* **DIRECTIONS**: Output nothing but the lines from the line with "of the reflected" through the end of the listing below, both ends included.

* **DATA TO USE**:
-- begin --

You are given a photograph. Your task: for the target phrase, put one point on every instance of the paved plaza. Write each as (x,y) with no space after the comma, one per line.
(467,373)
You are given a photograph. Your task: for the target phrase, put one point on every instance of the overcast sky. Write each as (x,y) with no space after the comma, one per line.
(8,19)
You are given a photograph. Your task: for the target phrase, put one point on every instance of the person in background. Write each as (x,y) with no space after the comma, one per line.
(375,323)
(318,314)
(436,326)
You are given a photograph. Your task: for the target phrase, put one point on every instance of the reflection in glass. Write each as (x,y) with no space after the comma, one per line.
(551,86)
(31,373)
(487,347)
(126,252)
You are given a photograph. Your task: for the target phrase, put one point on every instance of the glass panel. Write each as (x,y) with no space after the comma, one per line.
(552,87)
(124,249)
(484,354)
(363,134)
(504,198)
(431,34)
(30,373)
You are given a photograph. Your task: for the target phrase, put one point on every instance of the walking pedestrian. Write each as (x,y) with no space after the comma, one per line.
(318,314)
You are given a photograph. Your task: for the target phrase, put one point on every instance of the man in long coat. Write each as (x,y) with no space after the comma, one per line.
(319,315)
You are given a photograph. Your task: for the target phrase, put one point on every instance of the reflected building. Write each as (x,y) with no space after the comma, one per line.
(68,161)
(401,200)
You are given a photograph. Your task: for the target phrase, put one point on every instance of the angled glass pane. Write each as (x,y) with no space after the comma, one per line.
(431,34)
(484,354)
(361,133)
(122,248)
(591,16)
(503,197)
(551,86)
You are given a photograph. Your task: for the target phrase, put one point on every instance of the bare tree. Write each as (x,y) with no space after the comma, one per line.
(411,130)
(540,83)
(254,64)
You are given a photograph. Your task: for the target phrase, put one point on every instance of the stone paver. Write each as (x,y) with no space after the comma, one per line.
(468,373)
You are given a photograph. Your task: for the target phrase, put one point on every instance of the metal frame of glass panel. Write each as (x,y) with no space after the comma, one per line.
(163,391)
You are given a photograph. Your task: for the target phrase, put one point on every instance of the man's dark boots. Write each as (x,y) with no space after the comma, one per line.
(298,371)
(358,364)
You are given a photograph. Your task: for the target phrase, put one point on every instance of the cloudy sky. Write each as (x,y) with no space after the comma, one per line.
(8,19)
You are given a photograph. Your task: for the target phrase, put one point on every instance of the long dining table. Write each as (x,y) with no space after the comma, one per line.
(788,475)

-- end --

* **WRITTEN SOLUTION**:
You are given a photograph. Your task: for the target phrase, put one point on every instance of the reflected building. Write each as (x,y) with no space after the comma, one per line.
(68,161)
(401,200)
You are given a photograph. Your task: for the target phrase, put one point on every instance of the angled glass pane. Write each as (x,y) with no space after the comma, one per line.
(431,34)
(484,354)
(361,133)
(122,248)
(591,16)
(503,197)
(551,86)
You are given a photograph. Your task: for the target phrase, put one point on every instance of the bare tree. Write each as (x,y) with no space after the comma, one per line.
(411,130)
(540,83)
(254,64)
You are given a photograph. Your task: for the target phrase, put one point on every instance of the stone paver. Write each as (x,y) with no space after the comma, one per line.
(468,373)
You are given a photograph. Your task: for the target phrase, put one point on every instance of the metal frame of glass panel. Write each as (x,y) with no space after the comma, one per line.
(163,391)
You are given a photograph. Your task: for the target phrase, put one point on every instance of the man's dark boots. Write each as (x,y) with no space after the comma, one per line.
(298,371)
(358,364)
You are given a photograph. Your task: for the target phrase, put one point on every instance of the cloudy sky. Write each as (x,y) with no space after the comma, one per line.
(8,19)
You are given a photograph. Your task: for the target phrase, put one point on every instance of the long dining table. Write each as (x,y) with no space after the comma, one per line.
(788,475)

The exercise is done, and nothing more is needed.